**Exercise details**: Extract exactly the range of lines bounded by the line containing "If you could pick out the grass slope" and the final line of the listing, both ends included, and no other lines.

**Excerpted records**:
◇ ◇ ◇ ◇ ◇ ◇ ◇

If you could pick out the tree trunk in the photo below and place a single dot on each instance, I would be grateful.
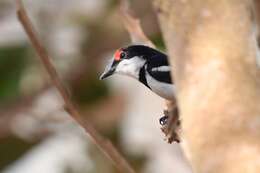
(212, 47)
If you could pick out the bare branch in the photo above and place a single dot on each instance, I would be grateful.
(103, 144)
(137, 35)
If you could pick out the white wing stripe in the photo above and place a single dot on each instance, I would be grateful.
(162, 69)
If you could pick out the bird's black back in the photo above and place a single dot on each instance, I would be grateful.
(154, 59)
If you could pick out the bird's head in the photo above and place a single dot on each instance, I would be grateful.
(128, 61)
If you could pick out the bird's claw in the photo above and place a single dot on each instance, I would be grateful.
(163, 120)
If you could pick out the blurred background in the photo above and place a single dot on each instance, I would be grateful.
(36, 134)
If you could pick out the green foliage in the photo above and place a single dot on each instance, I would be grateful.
(12, 64)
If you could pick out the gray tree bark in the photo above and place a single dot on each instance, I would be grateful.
(212, 47)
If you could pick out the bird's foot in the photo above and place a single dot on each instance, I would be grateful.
(171, 125)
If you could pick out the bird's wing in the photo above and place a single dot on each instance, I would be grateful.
(159, 68)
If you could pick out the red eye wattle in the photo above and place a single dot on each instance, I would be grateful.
(117, 55)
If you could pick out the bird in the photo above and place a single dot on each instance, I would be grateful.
(147, 65)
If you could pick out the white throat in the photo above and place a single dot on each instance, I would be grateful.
(130, 67)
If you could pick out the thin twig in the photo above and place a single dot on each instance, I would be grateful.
(103, 144)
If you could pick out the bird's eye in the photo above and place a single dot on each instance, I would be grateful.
(122, 55)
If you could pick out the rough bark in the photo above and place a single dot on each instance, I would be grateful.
(212, 48)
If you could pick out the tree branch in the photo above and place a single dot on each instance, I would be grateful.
(213, 52)
(103, 144)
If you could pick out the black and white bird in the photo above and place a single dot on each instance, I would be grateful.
(145, 64)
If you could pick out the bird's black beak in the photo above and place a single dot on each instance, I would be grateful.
(109, 70)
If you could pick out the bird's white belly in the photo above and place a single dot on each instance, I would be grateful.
(162, 89)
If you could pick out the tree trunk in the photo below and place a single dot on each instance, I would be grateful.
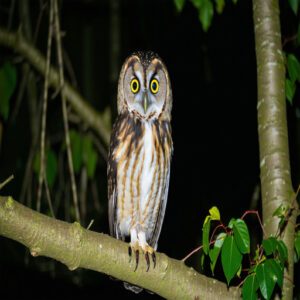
(275, 174)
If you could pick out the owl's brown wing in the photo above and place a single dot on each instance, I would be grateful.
(162, 209)
(112, 180)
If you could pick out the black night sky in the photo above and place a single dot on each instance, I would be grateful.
(214, 124)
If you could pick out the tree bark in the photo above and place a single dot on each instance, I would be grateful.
(17, 42)
(275, 174)
(77, 247)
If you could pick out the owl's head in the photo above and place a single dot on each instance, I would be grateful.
(144, 87)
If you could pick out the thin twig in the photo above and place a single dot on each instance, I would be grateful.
(64, 109)
(6, 181)
(254, 212)
(49, 197)
(191, 253)
(90, 225)
(44, 112)
(11, 13)
(43, 6)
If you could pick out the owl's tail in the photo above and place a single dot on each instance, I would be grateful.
(133, 288)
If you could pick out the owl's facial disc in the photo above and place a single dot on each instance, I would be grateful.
(145, 88)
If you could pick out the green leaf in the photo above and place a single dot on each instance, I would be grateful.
(241, 236)
(198, 3)
(266, 280)
(214, 253)
(270, 245)
(282, 251)
(90, 156)
(294, 6)
(220, 4)
(276, 271)
(293, 67)
(76, 146)
(280, 211)
(290, 88)
(231, 258)
(215, 213)
(250, 287)
(231, 222)
(205, 234)
(206, 13)
(179, 4)
(8, 79)
(297, 245)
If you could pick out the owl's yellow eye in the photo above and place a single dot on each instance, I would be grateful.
(154, 86)
(134, 85)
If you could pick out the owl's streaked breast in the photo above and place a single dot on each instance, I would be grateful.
(143, 161)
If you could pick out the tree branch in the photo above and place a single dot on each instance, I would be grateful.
(275, 175)
(16, 41)
(77, 247)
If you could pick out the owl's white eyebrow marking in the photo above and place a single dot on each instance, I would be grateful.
(139, 76)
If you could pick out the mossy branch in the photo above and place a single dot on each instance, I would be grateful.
(77, 247)
(275, 170)
(17, 42)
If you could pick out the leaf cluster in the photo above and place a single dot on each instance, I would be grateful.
(232, 243)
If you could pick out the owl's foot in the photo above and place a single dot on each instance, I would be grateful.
(146, 249)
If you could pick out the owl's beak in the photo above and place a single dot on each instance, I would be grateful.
(146, 101)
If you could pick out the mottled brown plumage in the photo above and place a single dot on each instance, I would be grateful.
(140, 154)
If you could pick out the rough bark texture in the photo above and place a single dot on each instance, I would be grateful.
(77, 247)
(276, 183)
(17, 42)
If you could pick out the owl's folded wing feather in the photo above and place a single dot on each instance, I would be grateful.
(161, 214)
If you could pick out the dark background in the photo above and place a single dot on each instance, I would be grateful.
(216, 154)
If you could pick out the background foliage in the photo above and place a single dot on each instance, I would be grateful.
(213, 72)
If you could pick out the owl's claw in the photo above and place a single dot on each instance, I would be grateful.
(147, 252)
(153, 259)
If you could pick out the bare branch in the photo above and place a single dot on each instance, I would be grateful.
(42, 173)
(77, 247)
(16, 41)
(64, 108)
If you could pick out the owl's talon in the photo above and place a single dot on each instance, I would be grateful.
(153, 259)
(147, 261)
(137, 254)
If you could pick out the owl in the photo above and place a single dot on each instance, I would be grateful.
(140, 154)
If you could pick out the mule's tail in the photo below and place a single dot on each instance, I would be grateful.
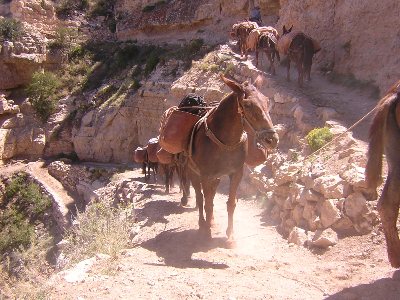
(373, 170)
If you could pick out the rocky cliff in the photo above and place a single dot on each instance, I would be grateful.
(360, 38)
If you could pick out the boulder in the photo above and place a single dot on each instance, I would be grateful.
(329, 212)
(325, 238)
(298, 236)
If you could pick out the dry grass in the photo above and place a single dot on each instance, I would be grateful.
(101, 228)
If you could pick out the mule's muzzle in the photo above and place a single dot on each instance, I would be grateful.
(269, 140)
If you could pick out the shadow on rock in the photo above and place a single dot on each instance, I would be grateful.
(385, 288)
(156, 211)
(177, 248)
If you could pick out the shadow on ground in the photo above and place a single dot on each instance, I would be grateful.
(156, 211)
(177, 247)
(385, 288)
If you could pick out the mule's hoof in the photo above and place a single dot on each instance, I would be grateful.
(231, 243)
(184, 201)
(205, 234)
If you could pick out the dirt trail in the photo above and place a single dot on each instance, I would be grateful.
(171, 262)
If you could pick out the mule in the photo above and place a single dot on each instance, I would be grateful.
(267, 44)
(218, 147)
(301, 51)
(385, 139)
(148, 167)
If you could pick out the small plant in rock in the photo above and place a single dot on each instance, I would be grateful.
(41, 93)
(64, 37)
(102, 229)
(24, 203)
(10, 29)
(318, 137)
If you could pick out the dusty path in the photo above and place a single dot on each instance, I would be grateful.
(171, 262)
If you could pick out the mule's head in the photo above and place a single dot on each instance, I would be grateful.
(255, 108)
(286, 31)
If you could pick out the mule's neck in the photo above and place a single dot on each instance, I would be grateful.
(226, 122)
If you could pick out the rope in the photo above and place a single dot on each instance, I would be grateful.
(340, 135)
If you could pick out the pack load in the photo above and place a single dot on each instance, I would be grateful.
(285, 41)
(254, 35)
(140, 154)
(178, 121)
(164, 156)
(152, 148)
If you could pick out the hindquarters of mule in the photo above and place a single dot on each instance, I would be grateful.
(301, 52)
(385, 139)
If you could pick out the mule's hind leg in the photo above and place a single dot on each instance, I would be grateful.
(209, 188)
(388, 208)
(199, 200)
(300, 70)
(288, 69)
(235, 179)
(271, 62)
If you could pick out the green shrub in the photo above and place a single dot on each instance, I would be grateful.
(64, 37)
(103, 8)
(10, 29)
(102, 229)
(66, 7)
(24, 204)
(41, 92)
(318, 137)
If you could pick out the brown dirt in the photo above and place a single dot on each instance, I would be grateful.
(172, 262)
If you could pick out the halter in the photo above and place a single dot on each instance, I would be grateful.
(218, 142)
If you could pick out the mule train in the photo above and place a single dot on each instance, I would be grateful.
(206, 142)
(297, 46)
(385, 139)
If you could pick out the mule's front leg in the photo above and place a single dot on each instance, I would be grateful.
(235, 179)
(209, 188)
(288, 70)
(388, 208)
(300, 70)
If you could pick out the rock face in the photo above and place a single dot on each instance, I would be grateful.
(354, 35)
(308, 196)
(19, 59)
(160, 21)
(20, 134)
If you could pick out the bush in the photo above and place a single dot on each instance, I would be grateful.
(66, 7)
(41, 92)
(24, 204)
(102, 229)
(64, 37)
(318, 137)
(10, 29)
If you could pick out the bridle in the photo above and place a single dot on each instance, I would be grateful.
(218, 142)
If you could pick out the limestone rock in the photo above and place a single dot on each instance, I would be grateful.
(331, 186)
(355, 205)
(329, 212)
(298, 236)
(325, 238)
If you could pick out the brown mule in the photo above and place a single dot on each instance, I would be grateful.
(301, 51)
(219, 144)
(385, 139)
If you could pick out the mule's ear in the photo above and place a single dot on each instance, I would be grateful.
(236, 87)
(259, 82)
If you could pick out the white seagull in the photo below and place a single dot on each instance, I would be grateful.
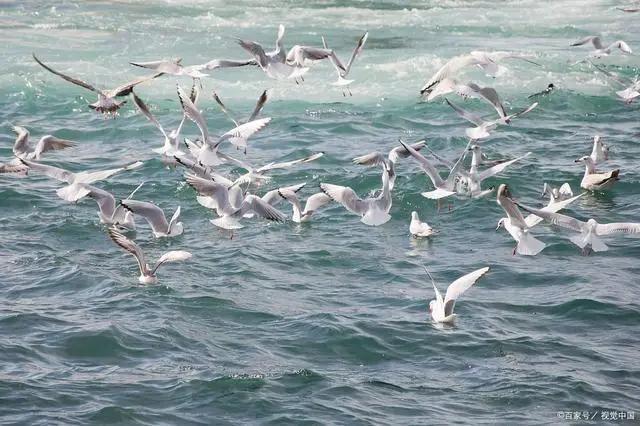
(600, 49)
(231, 204)
(75, 190)
(207, 154)
(557, 194)
(594, 181)
(518, 226)
(590, 231)
(373, 211)
(389, 162)
(154, 215)
(418, 228)
(109, 213)
(474, 177)
(240, 142)
(147, 274)
(443, 188)
(106, 103)
(483, 127)
(278, 65)
(600, 151)
(441, 310)
(171, 139)
(343, 71)
(313, 203)
(21, 148)
(469, 91)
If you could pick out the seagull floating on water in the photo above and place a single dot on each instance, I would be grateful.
(154, 215)
(441, 310)
(600, 49)
(594, 181)
(418, 228)
(75, 190)
(106, 103)
(147, 274)
(590, 231)
(343, 71)
(46, 143)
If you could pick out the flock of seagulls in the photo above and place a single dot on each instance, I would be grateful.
(231, 202)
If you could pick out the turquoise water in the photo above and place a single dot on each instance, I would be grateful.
(326, 322)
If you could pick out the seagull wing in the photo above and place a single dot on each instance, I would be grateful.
(470, 117)
(425, 165)
(459, 286)
(171, 256)
(153, 214)
(75, 81)
(611, 228)
(557, 219)
(345, 196)
(53, 172)
(259, 105)
(145, 111)
(532, 220)
(21, 146)
(192, 113)
(51, 143)
(131, 247)
(492, 171)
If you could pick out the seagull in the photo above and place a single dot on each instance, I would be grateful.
(343, 71)
(75, 190)
(257, 174)
(518, 226)
(600, 151)
(106, 103)
(19, 170)
(374, 211)
(207, 154)
(546, 91)
(557, 194)
(632, 90)
(154, 215)
(590, 231)
(47, 143)
(173, 67)
(147, 275)
(239, 142)
(443, 188)
(418, 228)
(594, 181)
(467, 91)
(231, 205)
(313, 203)
(171, 140)
(279, 66)
(441, 310)
(600, 49)
(474, 178)
(109, 213)
(389, 162)
(485, 60)
(483, 127)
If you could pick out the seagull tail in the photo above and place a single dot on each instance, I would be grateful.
(73, 192)
(530, 245)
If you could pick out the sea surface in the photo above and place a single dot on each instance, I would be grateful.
(325, 322)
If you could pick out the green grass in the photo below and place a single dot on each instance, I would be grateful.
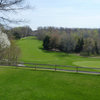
(32, 52)
(95, 64)
(27, 84)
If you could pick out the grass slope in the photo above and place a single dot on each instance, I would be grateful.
(21, 84)
(32, 52)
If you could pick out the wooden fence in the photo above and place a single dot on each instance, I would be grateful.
(37, 66)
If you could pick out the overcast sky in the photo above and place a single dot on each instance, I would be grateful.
(63, 13)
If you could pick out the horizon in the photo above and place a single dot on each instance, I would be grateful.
(71, 14)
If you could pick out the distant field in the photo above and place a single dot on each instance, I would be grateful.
(27, 84)
(32, 52)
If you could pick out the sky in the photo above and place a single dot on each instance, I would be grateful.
(62, 13)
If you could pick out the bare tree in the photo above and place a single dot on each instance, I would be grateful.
(10, 6)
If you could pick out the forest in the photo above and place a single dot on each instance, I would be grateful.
(86, 42)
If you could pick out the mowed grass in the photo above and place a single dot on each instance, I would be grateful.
(32, 52)
(28, 84)
(95, 64)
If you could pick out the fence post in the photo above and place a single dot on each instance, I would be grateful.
(35, 67)
(55, 67)
(76, 69)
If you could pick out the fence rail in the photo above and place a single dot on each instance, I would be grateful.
(67, 68)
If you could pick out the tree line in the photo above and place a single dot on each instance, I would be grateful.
(83, 41)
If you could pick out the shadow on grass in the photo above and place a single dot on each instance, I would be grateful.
(56, 53)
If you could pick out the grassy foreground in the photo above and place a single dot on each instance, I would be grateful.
(22, 84)
(32, 52)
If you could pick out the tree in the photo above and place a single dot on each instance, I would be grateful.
(9, 6)
(89, 46)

◇ ◇ ◇ ◇ ◇ ◇ ◇

**Response for this exercise**:
If you could pick out the grass slope in the photo above and place a single dot on each instance, I would be grateful.
(21, 84)
(32, 52)
If you could pick out the wooden fence in the photo above and place a single dot on each instance, I would be grateful.
(37, 66)
If you could pick out the overcast sky in the photo above and place a single dot on each instance, I would be grateful.
(63, 13)
If you could pick out the horizon in the photo above and place a single dot on each instance, I would be grateful.
(71, 14)
If you could pick out the distant field in the photo above and place a single dot on each instance, I would be grateful.
(27, 84)
(32, 52)
If you could pick out the sky in the photo above and place a single dot on each instance, I would be grateful.
(62, 13)
If you could pick out the bare tree in the photo above and place a single dot on each instance, I would be grateful.
(10, 6)
If you could pick out the forest in the photo above and place a single dot on each instance, I would be grateful.
(86, 42)
If you could pick out the mowed grass in the photo above and place a single dot on each instance, I would be grateful.
(32, 52)
(28, 84)
(95, 64)
If you could pick out the fence post in the photo above and place a single dot on each instance, I would be grateful.
(35, 67)
(55, 67)
(76, 69)
If you could pick out the fence rail in the photo above and place a single dot on each instance, I would be grateful.
(67, 68)
If you could pick out the tree line in the photo above and place a single dot on each instance, I would be grateful.
(83, 41)
If you could pick out the shadow on grass in the photo above and place a single dot on each instance, I would be grateful.
(56, 53)
If you could pick out the grassy foreground in the photo above and place a single dot on each instance, I would be grateful.
(22, 84)
(32, 52)
If you could pick out the tree in the photo above and place a single dot on each instance, I would be grateful.
(9, 6)
(89, 46)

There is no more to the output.